● Work required: Your answer should consist of all lines in the listing that hold the word "glacier".
BEGIN
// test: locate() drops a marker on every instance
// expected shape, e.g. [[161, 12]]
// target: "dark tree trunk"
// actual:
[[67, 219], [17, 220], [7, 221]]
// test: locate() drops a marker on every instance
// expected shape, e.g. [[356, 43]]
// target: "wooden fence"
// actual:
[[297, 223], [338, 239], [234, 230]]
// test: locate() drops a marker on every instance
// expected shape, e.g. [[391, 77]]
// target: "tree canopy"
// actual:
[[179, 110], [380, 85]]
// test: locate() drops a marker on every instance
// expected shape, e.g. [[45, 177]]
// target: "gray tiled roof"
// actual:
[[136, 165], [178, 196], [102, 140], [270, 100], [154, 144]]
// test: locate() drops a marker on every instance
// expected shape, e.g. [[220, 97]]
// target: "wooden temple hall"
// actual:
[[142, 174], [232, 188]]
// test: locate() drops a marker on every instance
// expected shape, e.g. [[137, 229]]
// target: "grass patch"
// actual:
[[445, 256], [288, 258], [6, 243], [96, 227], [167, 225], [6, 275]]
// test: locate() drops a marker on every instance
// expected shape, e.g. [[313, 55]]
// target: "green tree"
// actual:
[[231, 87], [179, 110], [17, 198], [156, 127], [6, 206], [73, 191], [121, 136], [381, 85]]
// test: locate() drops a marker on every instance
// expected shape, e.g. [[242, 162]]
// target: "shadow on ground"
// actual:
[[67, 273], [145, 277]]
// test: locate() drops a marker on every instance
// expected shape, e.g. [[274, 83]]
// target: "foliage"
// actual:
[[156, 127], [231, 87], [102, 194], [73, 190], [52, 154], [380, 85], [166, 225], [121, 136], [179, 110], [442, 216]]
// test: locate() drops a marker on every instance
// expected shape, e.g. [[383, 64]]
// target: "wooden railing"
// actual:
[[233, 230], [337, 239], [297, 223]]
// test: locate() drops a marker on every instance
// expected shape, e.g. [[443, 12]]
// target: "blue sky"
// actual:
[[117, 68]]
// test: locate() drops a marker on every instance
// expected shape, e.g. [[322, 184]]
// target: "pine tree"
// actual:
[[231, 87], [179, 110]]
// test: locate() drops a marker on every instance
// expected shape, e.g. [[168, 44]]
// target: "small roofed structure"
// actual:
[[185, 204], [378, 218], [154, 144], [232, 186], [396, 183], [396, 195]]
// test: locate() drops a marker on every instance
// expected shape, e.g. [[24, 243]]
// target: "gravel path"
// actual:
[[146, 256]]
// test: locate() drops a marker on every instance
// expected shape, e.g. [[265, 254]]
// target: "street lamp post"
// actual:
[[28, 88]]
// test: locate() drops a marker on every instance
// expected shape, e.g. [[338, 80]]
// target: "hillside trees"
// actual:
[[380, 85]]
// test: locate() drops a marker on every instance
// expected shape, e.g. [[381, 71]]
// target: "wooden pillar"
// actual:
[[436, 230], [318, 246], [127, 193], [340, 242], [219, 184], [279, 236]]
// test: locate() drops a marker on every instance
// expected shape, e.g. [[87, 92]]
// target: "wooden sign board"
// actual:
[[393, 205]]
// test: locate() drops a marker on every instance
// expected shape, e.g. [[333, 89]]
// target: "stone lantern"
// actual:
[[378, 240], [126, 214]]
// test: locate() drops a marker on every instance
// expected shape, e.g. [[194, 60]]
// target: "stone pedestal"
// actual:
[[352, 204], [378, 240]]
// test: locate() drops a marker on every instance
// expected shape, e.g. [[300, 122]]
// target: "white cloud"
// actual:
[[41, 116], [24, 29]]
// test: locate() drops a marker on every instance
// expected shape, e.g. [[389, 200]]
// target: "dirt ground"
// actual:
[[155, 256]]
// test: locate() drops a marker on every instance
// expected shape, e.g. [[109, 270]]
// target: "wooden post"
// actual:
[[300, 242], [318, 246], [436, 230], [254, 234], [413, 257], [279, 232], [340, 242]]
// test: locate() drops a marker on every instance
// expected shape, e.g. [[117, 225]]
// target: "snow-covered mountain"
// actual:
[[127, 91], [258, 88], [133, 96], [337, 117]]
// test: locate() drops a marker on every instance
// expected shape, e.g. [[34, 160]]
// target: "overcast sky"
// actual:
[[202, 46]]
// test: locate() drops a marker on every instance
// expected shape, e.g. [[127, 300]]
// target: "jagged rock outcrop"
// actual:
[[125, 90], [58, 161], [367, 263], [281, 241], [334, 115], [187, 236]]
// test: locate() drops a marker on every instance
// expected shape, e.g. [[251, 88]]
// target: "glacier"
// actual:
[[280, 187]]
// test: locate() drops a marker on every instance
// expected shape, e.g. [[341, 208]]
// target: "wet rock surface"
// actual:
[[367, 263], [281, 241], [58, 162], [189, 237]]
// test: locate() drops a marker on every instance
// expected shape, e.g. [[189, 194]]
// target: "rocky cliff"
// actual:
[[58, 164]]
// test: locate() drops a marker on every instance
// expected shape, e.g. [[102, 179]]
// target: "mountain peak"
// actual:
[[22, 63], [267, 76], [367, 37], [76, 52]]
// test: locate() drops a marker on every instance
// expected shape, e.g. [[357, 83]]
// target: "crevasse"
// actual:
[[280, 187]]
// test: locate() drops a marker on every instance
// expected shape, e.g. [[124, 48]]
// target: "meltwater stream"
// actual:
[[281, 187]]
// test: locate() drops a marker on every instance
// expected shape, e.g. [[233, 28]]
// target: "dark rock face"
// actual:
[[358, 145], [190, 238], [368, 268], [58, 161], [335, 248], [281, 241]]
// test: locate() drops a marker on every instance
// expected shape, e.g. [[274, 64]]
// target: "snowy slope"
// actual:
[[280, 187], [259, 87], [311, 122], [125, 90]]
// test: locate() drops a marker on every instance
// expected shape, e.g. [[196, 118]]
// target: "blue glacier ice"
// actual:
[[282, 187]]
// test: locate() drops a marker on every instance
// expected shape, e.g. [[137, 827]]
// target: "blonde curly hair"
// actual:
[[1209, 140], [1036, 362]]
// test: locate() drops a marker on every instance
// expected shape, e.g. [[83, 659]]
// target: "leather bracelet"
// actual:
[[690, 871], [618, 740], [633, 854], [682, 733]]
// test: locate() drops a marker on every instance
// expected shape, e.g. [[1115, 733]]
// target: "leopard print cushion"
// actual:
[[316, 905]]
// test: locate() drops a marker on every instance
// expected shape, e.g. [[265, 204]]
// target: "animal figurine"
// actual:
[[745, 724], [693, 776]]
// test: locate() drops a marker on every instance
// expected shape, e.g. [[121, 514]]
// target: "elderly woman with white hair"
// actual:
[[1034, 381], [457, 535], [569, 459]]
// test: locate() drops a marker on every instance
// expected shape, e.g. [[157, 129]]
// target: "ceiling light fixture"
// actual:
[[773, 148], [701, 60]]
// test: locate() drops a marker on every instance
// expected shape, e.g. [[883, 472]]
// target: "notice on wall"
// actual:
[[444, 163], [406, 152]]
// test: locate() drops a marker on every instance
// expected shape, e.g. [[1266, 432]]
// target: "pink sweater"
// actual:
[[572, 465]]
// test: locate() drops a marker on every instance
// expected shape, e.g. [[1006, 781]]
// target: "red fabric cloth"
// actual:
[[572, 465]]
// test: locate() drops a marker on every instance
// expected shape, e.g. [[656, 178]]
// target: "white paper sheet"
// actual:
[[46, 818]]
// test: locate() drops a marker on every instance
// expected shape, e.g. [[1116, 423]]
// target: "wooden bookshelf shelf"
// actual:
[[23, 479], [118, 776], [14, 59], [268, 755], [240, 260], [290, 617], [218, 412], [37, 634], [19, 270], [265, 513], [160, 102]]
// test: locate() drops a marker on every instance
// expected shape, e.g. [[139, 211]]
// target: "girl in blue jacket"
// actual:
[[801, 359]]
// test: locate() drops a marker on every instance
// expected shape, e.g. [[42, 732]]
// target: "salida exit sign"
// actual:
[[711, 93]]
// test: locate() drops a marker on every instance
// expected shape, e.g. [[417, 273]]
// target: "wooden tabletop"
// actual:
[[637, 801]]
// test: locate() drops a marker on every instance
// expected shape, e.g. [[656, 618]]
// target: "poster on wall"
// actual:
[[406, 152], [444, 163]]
END
● Written solution:
// target: "glacier"
// target: "blue glacier ice"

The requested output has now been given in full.